- _PROMPT_
Your task is to write out exactly the lines of the listing below, from the first down to the line that holds "of the sunlight".
****************
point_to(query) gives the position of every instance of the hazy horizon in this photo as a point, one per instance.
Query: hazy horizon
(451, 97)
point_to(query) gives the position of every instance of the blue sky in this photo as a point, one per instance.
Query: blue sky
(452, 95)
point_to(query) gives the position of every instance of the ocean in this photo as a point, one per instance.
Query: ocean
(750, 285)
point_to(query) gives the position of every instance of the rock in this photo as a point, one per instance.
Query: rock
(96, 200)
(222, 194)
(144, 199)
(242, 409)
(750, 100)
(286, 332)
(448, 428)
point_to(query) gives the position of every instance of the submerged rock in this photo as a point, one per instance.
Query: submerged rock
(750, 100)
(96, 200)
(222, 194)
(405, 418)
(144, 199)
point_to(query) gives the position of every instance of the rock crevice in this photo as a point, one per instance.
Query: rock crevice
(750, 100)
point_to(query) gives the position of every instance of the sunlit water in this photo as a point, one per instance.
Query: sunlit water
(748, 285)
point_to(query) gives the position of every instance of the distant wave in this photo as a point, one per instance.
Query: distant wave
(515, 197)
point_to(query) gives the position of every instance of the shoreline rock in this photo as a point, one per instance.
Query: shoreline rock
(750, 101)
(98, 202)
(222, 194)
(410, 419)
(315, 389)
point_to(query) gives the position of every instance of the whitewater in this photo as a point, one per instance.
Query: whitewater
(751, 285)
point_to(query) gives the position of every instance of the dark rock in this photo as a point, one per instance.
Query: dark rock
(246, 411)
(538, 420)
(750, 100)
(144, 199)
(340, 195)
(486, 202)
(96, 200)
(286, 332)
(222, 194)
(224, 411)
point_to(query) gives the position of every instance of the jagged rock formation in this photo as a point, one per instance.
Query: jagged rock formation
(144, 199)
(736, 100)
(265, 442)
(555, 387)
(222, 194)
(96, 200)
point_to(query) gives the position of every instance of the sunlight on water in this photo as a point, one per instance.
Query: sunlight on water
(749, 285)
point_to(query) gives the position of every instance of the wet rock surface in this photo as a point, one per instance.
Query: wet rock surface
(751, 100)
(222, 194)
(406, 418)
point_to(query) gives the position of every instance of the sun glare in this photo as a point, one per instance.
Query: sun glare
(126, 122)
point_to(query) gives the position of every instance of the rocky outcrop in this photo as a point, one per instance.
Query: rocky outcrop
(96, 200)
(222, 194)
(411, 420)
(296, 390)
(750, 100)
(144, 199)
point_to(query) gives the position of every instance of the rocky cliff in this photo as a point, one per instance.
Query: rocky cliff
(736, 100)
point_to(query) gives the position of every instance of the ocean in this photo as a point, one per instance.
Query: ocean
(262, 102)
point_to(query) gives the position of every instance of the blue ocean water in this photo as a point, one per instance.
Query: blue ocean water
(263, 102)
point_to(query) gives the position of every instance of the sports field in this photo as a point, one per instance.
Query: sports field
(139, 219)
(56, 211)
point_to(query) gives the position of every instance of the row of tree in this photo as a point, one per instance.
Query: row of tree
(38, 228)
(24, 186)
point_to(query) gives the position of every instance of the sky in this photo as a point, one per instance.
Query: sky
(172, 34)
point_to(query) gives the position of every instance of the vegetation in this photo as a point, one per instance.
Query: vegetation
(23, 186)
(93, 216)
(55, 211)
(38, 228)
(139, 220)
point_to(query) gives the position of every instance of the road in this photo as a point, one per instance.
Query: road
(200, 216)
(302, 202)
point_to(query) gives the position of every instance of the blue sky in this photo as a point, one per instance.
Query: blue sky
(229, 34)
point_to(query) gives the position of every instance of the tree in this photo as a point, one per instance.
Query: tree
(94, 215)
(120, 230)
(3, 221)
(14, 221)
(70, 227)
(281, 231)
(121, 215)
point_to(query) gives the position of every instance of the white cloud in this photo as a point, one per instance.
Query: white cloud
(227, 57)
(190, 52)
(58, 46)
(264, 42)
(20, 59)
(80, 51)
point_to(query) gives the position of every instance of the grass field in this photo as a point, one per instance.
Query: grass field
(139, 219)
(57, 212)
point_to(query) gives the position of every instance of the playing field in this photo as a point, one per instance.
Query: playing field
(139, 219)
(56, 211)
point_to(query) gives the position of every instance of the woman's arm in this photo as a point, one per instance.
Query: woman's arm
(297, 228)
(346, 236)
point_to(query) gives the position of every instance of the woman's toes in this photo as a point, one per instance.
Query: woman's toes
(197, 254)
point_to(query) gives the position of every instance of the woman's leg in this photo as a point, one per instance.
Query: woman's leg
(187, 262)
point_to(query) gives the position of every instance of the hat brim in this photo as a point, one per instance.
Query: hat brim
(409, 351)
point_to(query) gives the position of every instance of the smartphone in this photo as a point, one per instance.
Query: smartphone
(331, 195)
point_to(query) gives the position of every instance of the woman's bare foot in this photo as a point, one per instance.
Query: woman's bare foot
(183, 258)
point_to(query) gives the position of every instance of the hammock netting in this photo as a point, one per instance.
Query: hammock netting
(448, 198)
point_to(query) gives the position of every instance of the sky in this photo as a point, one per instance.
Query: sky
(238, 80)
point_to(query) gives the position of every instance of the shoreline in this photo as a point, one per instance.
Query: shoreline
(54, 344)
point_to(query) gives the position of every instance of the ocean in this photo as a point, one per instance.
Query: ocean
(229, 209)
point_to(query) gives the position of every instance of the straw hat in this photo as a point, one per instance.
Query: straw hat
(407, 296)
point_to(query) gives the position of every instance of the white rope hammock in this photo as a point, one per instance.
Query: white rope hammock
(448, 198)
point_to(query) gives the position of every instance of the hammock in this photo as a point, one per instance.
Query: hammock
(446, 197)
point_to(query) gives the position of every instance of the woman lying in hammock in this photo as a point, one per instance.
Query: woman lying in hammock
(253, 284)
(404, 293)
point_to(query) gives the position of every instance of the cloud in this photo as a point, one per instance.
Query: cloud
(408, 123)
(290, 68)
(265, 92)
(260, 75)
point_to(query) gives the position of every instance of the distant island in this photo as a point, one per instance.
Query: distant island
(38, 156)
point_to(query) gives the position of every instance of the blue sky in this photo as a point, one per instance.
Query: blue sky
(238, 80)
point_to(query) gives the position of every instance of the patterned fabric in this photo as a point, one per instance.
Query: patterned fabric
****************
- _SOLUTION TO THIS PROBLEM_
point_to(query) gives the position of every instance of the hazy horizon in this photo as a point, one per instance.
Query: hazy horizon
(451, 97)
point_to(query) gives the position of every instance of the blue sky in this photo as a point, one per instance.
Query: blue sky
(452, 95)
point_to(query) gives the position of every instance of the ocean in this photo as a point, one per instance.
Query: ocean
(750, 285)
point_to(query) gives the position of every instance of the rock in this photo as a point, one per instance.
Query: rock
(96, 200)
(222, 194)
(144, 199)
(242, 409)
(750, 100)
(286, 332)
(448, 428)
point_to(query) gives the position of every instance of the submerged rock in this photo as a point, one per instance.
Query: submerged rock
(750, 100)
(96, 200)
(222, 194)
(405, 418)
(144, 199)
point_to(query) gives the position of every instance of the rock crevice in this photo as a point, one per instance.
Query: rock crevice
(750, 100)
point_to(query) gives the position of every instance of the sunlit water in this photo as a point, one per instance.
Query: sunlit water
(748, 285)
point_to(query) gives the position of every instance of the distant wave in this photo as a point, one per instance.
Query: distant wave
(515, 197)
point_to(query) gives the position of every instance of the shoreline rock in this photo as a point, one per instance.
Query: shoreline rock
(750, 101)
(98, 202)
(222, 194)
(410, 419)
(315, 389)
point_to(query) gives the position of every instance of the whitewater in this photo as a point, one per instance.
Query: whitewater
(751, 285)
point_to(query) gives the position of every instance of the dark rock in this photo as a point, one per instance.
Query: dark rock
(246, 411)
(538, 420)
(750, 100)
(144, 199)
(340, 195)
(486, 202)
(96, 200)
(286, 332)
(222, 194)
(224, 411)
point_to(query) gives the position of every instance of the jagged rock formation in this photo as a point, one per instance.
Query: jagged rock formation
(144, 199)
(736, 100)
(265, 442)
(555, 387)
(222, 194)
(96, 200)
point_to(query) gives the position of every instance of the sunlight on water in this photo as a point, one per instance.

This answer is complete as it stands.